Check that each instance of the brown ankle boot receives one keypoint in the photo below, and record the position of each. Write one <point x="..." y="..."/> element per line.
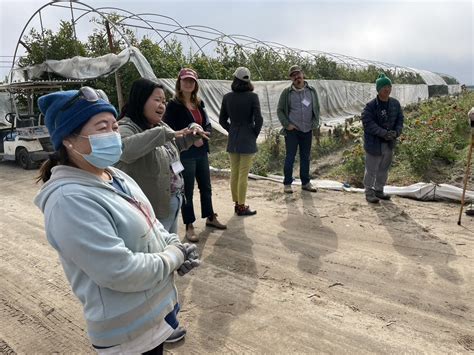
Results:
<point x="213" y="222"/>
<point x="244" y="210"/>
<point x="190" y="234"/>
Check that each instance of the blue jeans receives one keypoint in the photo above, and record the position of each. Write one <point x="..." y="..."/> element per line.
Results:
<point x="171" y="222"/>
<point x="293" y="140"/>
<point x="376" y="169"/>
<point x="196" y="169"/>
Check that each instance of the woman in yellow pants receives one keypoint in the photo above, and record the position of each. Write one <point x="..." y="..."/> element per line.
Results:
<point x="240" y="116"/>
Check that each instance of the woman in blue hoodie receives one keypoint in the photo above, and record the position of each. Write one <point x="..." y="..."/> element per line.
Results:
<point x="118" y="258"/>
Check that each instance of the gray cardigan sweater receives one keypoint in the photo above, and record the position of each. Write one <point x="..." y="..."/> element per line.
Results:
<point x="146" y="160"/>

====================

— Prompt —
Your output should be an exact copy of the lines from the one containing "Check that each instance of the woman in yellow" through the last line of the data above.

— Output of the task —
Check that each instance of the woman in yellow pants receives one keypoint in the photo above, and record the position of each. Write one <point x="..." y="..."/> element per line.
Results:
<point x="240" y="116"/>
Check that each instance of the woman in blue hoodie receives one keypoint in the photo above, and record the position of each. Write one <point x="..." y="..."/> element per line.
Results:
<point x="118" y="258"/>
Check that each instance of the gray cardigan sweater receives one keypoint in the photo above, and record the position of each. Write one <point x="..." y="..."/> element per line.
Results:
<point x="146" y="160"/>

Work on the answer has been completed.